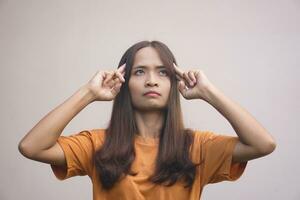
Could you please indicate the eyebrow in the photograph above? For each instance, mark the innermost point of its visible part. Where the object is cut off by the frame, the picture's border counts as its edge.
(143, 67)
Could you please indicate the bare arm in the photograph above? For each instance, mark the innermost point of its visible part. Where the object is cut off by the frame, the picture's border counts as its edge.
(40, 143)
(45, 133)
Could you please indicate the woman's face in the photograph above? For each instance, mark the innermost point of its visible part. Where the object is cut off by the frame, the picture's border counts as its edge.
(149, 74)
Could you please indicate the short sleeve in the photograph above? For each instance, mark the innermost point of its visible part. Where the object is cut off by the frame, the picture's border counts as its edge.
(216, 152)
(78, 149)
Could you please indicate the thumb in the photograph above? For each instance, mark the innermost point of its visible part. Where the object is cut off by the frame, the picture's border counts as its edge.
(181, 87)
(116, 89)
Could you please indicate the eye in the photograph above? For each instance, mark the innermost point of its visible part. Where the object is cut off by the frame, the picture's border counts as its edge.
(137, 71)
(165, 72)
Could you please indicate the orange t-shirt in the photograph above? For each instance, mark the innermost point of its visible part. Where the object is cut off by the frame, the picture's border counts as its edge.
(215, 149)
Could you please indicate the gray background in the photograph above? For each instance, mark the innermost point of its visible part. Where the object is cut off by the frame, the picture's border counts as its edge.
(248, 49)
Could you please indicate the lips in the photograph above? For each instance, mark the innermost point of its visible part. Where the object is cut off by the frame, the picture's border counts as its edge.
(152, 92)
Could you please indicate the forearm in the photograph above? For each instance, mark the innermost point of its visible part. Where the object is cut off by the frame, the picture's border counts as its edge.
(248, 129)
(45, 133)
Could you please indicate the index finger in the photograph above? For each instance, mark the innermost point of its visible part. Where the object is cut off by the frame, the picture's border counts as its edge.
(121, 68)
(178, 70)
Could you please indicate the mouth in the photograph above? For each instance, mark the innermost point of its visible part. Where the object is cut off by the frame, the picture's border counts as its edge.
(152, 93)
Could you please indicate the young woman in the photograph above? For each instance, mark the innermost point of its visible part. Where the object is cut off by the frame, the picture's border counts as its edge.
(146, 152)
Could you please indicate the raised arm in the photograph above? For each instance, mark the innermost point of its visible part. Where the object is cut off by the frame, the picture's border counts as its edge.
(40, 142)
(254, 140)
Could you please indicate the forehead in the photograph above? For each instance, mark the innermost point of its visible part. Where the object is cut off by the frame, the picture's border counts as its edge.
(147, 56)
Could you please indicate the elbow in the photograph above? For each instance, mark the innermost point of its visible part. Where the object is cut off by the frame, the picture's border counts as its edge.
(268, 148)
(24, 150)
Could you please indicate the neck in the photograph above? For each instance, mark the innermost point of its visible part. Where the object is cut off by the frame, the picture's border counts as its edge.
(149, 123)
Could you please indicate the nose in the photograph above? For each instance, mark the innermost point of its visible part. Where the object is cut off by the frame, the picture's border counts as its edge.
(151, 80)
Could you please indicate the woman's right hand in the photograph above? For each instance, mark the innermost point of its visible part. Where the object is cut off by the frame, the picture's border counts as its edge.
(105, 85)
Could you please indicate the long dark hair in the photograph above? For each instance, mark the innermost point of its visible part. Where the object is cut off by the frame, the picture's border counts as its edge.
(113, 160)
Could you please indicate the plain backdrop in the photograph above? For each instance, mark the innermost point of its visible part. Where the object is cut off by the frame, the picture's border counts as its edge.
(249, 49)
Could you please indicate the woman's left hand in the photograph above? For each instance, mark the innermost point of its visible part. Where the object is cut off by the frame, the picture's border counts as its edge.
(193, 84)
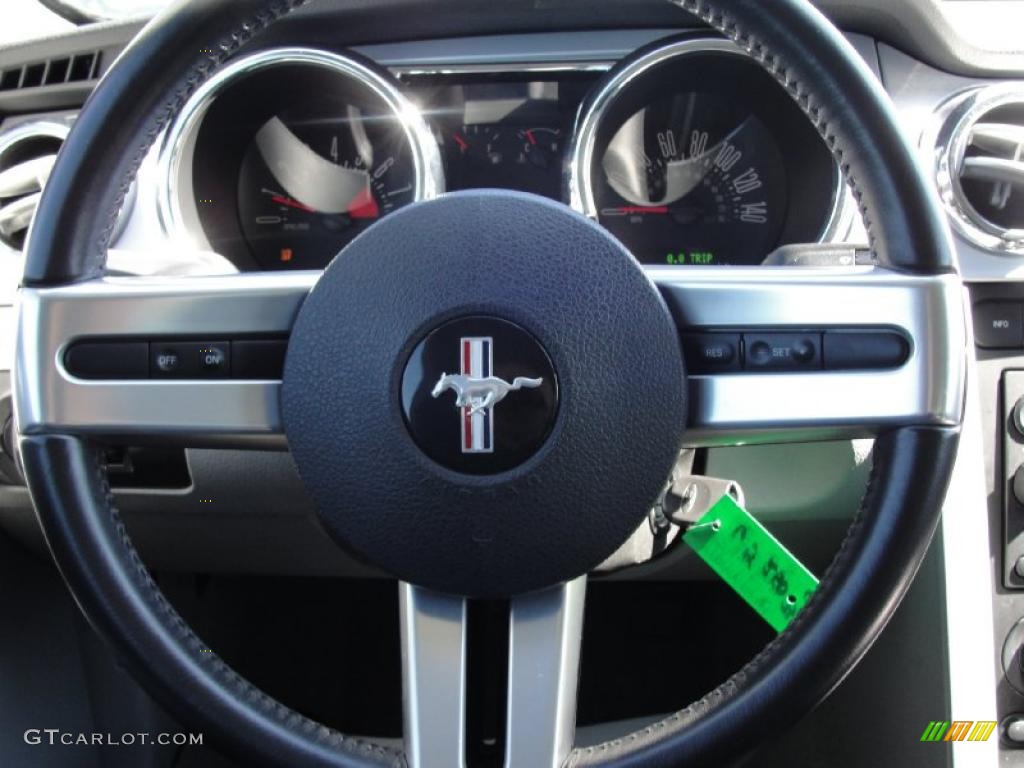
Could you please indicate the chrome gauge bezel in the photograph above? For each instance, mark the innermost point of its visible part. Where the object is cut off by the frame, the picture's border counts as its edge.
(175, 202)
(946, 139)
(580, 164)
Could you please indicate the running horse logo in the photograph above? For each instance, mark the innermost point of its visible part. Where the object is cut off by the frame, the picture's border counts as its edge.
(477, 391)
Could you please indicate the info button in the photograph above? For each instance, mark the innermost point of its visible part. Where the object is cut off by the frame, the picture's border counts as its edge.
(712, 353)
(997, 325)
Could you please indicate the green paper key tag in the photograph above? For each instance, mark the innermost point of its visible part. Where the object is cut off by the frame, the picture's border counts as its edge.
(752, 561)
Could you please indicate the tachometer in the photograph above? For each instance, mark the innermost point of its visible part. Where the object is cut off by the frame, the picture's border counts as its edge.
(313, 179)
(287, 155)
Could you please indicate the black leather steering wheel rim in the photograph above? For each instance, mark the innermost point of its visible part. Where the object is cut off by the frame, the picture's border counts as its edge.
(877, 562)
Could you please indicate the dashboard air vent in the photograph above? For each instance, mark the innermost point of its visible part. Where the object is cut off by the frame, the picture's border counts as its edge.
(27, 156)
(76, 69)
(980, 156)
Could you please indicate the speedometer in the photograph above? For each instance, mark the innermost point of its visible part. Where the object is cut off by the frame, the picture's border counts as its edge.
(691, 155)
(693, 178)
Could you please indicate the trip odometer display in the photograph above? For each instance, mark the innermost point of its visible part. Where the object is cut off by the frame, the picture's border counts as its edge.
(697, 157)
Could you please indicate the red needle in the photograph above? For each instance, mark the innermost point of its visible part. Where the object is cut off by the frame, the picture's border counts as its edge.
(364, 206)
(292, 204)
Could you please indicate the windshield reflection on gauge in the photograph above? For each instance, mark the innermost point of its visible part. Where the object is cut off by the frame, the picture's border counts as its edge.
(692, 178)
(315, 177)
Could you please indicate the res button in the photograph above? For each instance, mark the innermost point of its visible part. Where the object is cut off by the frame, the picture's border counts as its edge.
(711, 353)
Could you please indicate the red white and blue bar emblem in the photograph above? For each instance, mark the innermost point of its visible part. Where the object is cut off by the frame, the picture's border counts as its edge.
(478, 428)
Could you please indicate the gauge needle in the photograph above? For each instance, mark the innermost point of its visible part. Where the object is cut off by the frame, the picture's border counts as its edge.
(292, 203)
(305, 176)
(635, 210)
(363, 207)
(627, 172)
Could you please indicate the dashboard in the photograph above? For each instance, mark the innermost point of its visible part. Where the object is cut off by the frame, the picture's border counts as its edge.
(685, 150)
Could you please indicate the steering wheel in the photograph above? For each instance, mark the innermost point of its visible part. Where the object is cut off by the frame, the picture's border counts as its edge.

> _WORK ITEM_
Set the data above down again exactly as given, with no pictures.

> _RESPONSE_
Could you please indicate the eyebrow in the photograph above? For each instance, mark the innermost point of its visible part. Where the object is cut off by the frame, the picture's border counts as its edge.
(143, 67)
Could you please indicate the bare arm in the photograph above? For each instance, mark the innermost point of its visible part. Where the object is cut off by the frame, the picture's border counts as its edge.
(40, 143)
(45, 133)
Could you please indicate the woman's face in the photograph above? For each instance, mark the innermost point of its visible part. Where the object is cut off by the frame, the picture's border counts as its edge.
(149, 74)
Could you please indicate the short sleeve in the photograph above? For each instance, mark the innermost point of its visible part. Where the object is cut off by the frame, the picture's border counts as its edge.
(216, 152)
(78, 149)
Could you please indicate the thumb in the photograph above? For each instance, mark the innermost point of its visible part. Where the object is cut off by the frame, the picture's border counts as its edge.
(181, 87)
(116, 89)
Could you please indicate the eye in the photograph above? For each instance, mark the innermost point of its visible part. Where the object is cut off by the frame, the picture's border counts as its edge.
(137, 71)
(165, 72)
Could you please indicate the orange t-shirt in the photograph above? For each instance, mark the innermost point of its visible part. Where the object is cut off by the frame, the picture's border counts as its edge.
(215, 149)
Could you please indicate the gray background in the photograph above? For each instance, mark the innermost point of its visible part. Where the object is cut off by the frame, the picture's border counts as its edge.
(248, 49)
Could you please indicate the lips in the photograph above? For each instance, mark the innermost point of its visible part. Where the object is cut off by the frame, the picture's border counts as its edge.
(152, 92)
Could you please indicate the forearm in the photograph above? For each instance, mark the innermost point of its visible part. Where the object is cut off by the frame, the picture's border counts as its edge.
(248, 129)
(45, 133)
Could you please indicate the index finger in the photograph above? For each instance, mark the innermost point of its visible part. Where the object is cut off by the frame, the picture's border counts as its edge.
(121, 68)
(178, 70)
Could you please indicate the mouth in the photograph above? For each instance, mark the innermost point of its visible part. Where the object is cut off by the frame, the picture's border counts as its edge.
(152, 93)
Could you please indicate the young woman in the photograph above? For each instance, mark the innermost point of its visible part. Where the object is cut off by the frame, the picture's border counts as its edge.
(146, 152)
Could you please indicate the raised arm in the photograph above? For each instance, mark the innermost point of its visible part. Where the object is cut off by the frame, the picture's border counts as its edge.
(40, 142)
(254, 140)
Could you please indicate the forehead in the photograph above? For each instance, mark the innermost point of its visible part. Where the object is cut off by the frame, the picture's border counts as its edge.
(147, 56)
Could you please indicate the elbow in the photograph above? For each instance, mark the innermost point of its visible part. Where the object is cut off by the frame, the picture's border counts as its edge.
(268, 148)
(24, 150)
Could you please indicate the neck in the photograph above? For each instance, mark the innermost point of its visible part. Where the object is cut off by the frame, the picture's border counts as its edge.
(149, 123)
Could you please indicate the nose in the photograph above? For each instance, mark the innermost point of its visible part. Where the object is cut off by the frame, the picture's border counts as its edge.
(151, 80)
Could you please indicate the woman's right hand in the photograph above? For each instance, mark the innermost point of its visible part. Where the object is cut off by the frame, the picture's border counts as its edge.
(105, 85)
Could you please indicate the long dark hair in the photograph above? For each instance, mark the innermost point of its visible part. Where the object is cut off by the frame, the picture's border counts as its edge.
(113, 160)
Could you please indicate the plain backdrop in the photograph above? For each instance, mark the innermost point of its visible part. Where the object is cut off by the frame, the picture's border counts as its edge.
(249, 49)
Could you please indicate the woman's left hand in the photograph above? For each instance, mark the innermost point of its visible part. Where the object is cut off by the frame, the picture's border counts as its edge.
(193, 84)
Could you please indicate the chrome gauge bezel in the photograph above? For each instance, mark the innermost point of its visible part. Where the object is cut off by the frame, the picture's border counts as its edge.
(175, 202)
(946, 139)
(580, 164)
Could you please indicate the running horse logo in the photograph above? For each instance, mark the innermost point of its visible part. Where the object is cut off by the frame, the picture's border counts as its edge.
(477, 391)
Could you please indicate the info button in the photograph above? For each instance, mark the innermost point of its visible part. Where the object is cut off by the frame, the picture's border counts as its edge.
(712, 353)
(997, 325)
Could you please indicate the green paper key tag in the photograph above? For each instance, mark the innermost point of its visible part. Where the object is cut off by the frame, the picture's border counts as its edge.
(752, 561)
Could you please indicate the tachometer in the photograph above? For each instance, mark the innermost point of its visible part. Where the object is cut off by the frame, the picture's border counts as its edge.
(313, 179)
(287, 155)
Could you please indicate the black leather steering wheel rim in the photograph above? For each instance, mark the innermost point of its visible part. Where the object is cut off by the frame, the picture's border counts as its edge.
(877, 562)
Could you please indicate the dashboard air vent in the photograph above? For each instance, mark the innermost point of its visible part. Where the object is cut off by the frame, the picture's border counts as its edge.
(27, 156)
(76, 69)
(980, 156)
Could you please indicate the speedometer in the photograph above? For each instance, mark the innermost point of its visible part. Where the object is cut off by the frame, the picture's border counts as its edge.
(691, 155)
(693, 178)
Could you please indicate the trip odometer display in the photograph above? For each instance, mark the innermost point of its visible part. Where the object is cut off by the frame, the picture's border counts as its edge.
(697, 157)
Could you please indicate the red needle in the photograph above? For each instance, mark the innermost point of its visible part. Where the object is cut off by the frame, the picture's border counts as its edge.
(364, 206)
(292, 204)
Could you please indicate the windshield reflection on gauge in the photograph above? For each instance, mark the innermost point of its visible part. Where the object is cut off by the frame, the picture's border counts as its edge.
(692, 178)
(315, 177)
Could you please indicate the res button in the photograph above? For each instance, mark the innermost point of its visible part. Where the object is cut off by the frame, the picture's border counts as its edge.
(711, 353)
Could you please indicate the red white and blue bar emblem in the photograph above? For each instance, mark the innermost point of its visible part. Where the object is cut off by the frame, the picture's border counts as its edge.
(478, 428)
Could you please indicate the gauge needle in the photograph above? For each instance, mark the innermost point of its visible part. Where the object is cut off by the frame, the picture's border counts as its edge.
(292, 203)
(305, 176)
(635, 210)
(363, 207)
(627, 172)
Could you please indicate the dashboard in the photograph above? For each instance, mark the innermost point of its visible part. Where the object is cut off by the frame, the picture's border counts as its edge.
(685, 150)
Could you please indicate the steering wheel in the photograph above? For each instance, mark the innermost point of its visible part. Where the object is cut off by the frame, the picture's border counts as its edge.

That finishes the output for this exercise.